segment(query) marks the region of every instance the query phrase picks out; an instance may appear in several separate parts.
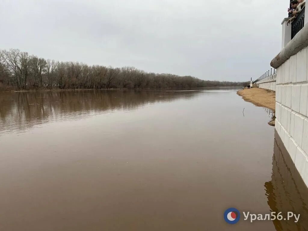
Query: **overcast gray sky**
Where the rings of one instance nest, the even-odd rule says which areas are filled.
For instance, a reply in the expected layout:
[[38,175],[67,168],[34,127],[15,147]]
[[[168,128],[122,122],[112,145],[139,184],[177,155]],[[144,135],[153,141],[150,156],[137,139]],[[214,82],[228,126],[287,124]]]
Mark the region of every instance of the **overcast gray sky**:
[[[3,2],[4,1],[4,2]],[[0,49],[247,81],[280,51],[288,0],[2,0]],[[4,2],[4,3],[3,3]]]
- - - - -
**SHORT TASK**
Reproduce the rows above, substituting "cloudy white sky" for each occurrence of "overcast gray sky" and leaving everything else as it is. Omit the picture.

**SOLVED PROBLEM**
segment(query) marks the region of every instance the query phrase picks out; an instance may appear in several separate parts.
Query: **cloudy white sky**
Where the rings of one instance nest, the even-odd rule says which areas are filled.
For instance, a reply in the expected layout:
[[38,175],[67,168],[34,127],[15,147]]
[[[168,128],[122,122],[112,145],[139,184],[177,155]],[[144,135],[153,141],[150,156],[137,139]],[[214,82],[228,126],[287,124]]]
Mark the region of every instance of the **cloudy white sky**:
[[[3,2],[4,1],[4,2]],[[0,49],[247,81],[280,51],[288,0],[2,0]],[[4,2],[4,3],[3,3]]]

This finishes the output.